> [Work instruction]
Copy the data exactly.

> [Information provided]
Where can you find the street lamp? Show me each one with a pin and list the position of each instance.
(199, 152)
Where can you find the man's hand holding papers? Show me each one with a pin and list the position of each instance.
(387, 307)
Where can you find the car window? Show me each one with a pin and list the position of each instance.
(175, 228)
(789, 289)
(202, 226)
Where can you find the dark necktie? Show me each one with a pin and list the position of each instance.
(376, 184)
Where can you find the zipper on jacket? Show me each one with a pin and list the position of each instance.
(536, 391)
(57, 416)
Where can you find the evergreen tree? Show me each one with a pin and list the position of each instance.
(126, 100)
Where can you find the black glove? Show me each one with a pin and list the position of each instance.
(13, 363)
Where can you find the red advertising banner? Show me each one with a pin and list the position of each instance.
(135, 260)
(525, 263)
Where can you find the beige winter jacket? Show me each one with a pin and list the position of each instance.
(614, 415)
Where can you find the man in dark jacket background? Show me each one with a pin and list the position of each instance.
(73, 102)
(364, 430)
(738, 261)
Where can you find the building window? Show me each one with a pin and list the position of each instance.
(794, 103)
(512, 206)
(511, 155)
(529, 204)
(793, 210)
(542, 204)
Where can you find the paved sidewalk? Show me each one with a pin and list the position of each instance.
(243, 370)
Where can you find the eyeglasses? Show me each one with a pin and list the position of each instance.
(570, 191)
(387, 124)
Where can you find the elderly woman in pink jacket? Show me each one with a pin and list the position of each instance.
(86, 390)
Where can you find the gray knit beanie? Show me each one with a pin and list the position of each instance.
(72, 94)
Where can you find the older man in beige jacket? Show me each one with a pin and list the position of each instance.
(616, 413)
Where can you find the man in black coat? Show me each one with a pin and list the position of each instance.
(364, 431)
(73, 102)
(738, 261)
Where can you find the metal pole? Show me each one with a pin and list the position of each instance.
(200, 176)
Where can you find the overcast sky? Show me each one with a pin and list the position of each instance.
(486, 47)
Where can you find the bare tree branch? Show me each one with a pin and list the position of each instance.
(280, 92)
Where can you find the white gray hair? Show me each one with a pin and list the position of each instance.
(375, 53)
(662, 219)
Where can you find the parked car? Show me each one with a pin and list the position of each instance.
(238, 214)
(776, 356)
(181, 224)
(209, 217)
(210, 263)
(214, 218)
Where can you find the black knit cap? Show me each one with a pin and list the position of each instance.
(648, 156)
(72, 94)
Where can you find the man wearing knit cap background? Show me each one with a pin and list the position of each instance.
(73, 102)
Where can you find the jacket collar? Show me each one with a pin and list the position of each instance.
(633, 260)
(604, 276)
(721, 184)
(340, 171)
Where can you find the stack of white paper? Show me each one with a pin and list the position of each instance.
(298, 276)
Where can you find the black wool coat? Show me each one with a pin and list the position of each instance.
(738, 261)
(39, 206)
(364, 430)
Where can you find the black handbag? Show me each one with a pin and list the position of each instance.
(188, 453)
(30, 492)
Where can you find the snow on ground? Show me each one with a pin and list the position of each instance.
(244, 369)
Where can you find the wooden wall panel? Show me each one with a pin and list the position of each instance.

> [Solution to the problem]
Where can you find the street lamp? Show me each one with a pin and list the position of each instance.
(199, 152)
Where can you find the man's hand holding papers? Show me each one with a pin and list the position of each instance.
(387, 307)
Where can you find the car window? Show me each one with a pin and list the position of each instance.
(175, 228)
(789, 289)
(202, 226)
Where can you find the dark necktie? Show me each one with a pin and list the position of each instance.
(376, 184)
Where can you find the zipper on jacket? Show me each one with a pin and list the position of each instance.
(536, 391)
(57, 416)
Where can you find the evergreen tree? Show me each one with a pin and list the position of each instance.
(126, 100)
Where can you find the black glove? Show me each one with a pin and list the position of each instance.
(13, 363)
Where can you find the red advertising banner? Show me each one with a pin and list the position of each instance.
(135, 260)
(525, 263)
Where can you find the beige winter jacket? Show me each one with a pin and list the position of each instance.
(614, 415)
Where can you find the man in dark jacket background? Show me each one with a pin and list the position of each instance.
(73, 102)
(364, 430)
(738, 261)
Where can you find the building window? Show me each one with a pin and list the position of each instance.
(794, 103)
(512, 206)
(511, 155)
(529, 204)
(793, 210)
(542, 204)
Where can you find the paved sidewalk? Show me each one with a pin and list the position of each instance.
(243, 370)
Where can you find the eyeglasses? Show me each one with a pin and list the position of each instance.
(570, 191)
(387, 124)
Where can you find the elderly woman in pink jacket? Show me each one with a pin and list the position of each instance.
(86, 390)
Where can you find the gray knit beanie? Show me each one with a pin and list the position of each instance.
(72, 94)
Where can you find the older man in beige jacket? Show me each one with a pin and list the position of each instance.
(616, 413)
Where can you find the man in black coat? Show me each one with a pin and list the position of each instance.
(364, 431)
(73, 102)
(738, 261)
Where can you find the metal pole? Show me each one with a pin and list the position of each instance.
(200, 176)
Where can you find the overcast sky? Show me each one with a pin and list the position of each instance.
(486, 47)
Where can you find the bare tree branch? Show me each one with a pin and list the position of each instance.
(280, 92)
Where can you find the white gray hair? Show me each one with a pin and list the position of each instance.
(375, 53)
(662, 219)
Where can you find the parked car? Show me each one with a pin and list the position of each instance.
(238, 214)
(776, 356)
(181, 224)
(209, 217)
(210, 263)
(214, 218)
Where can you find the black knit cap? Show me each one with a pin and list the position of each instance.
(648, 156)
(72, 94)
Where can you find the man wearing knit cap background? Show me each one with a pin and list the position of each instance.
(73, 102)
Where can you find the jacket collar? Show me each one with a pin and list the position of each instance.
(633, 260)
(604, 276)
(721, 184)
(340, 171)
Where can you find the stack of white paper? Show me each one with a pin and list the position of each instance.
(298, 276)
Where can you find the black wool coat? Show me each one with a pin and list the position of each instance.
(738, 261)
(39, 206)
(364, 430)
Where can you find the black handbag? Show me each one with a pin and list the position of each instance.
(188, 453)
(30, 492)
Where can you find the snow on ground? Show me each one with a pin and list the position of each instance.
(244, 369)
Where can you find the wooden wall panel? Show me each one with a pin and list the position of each instance.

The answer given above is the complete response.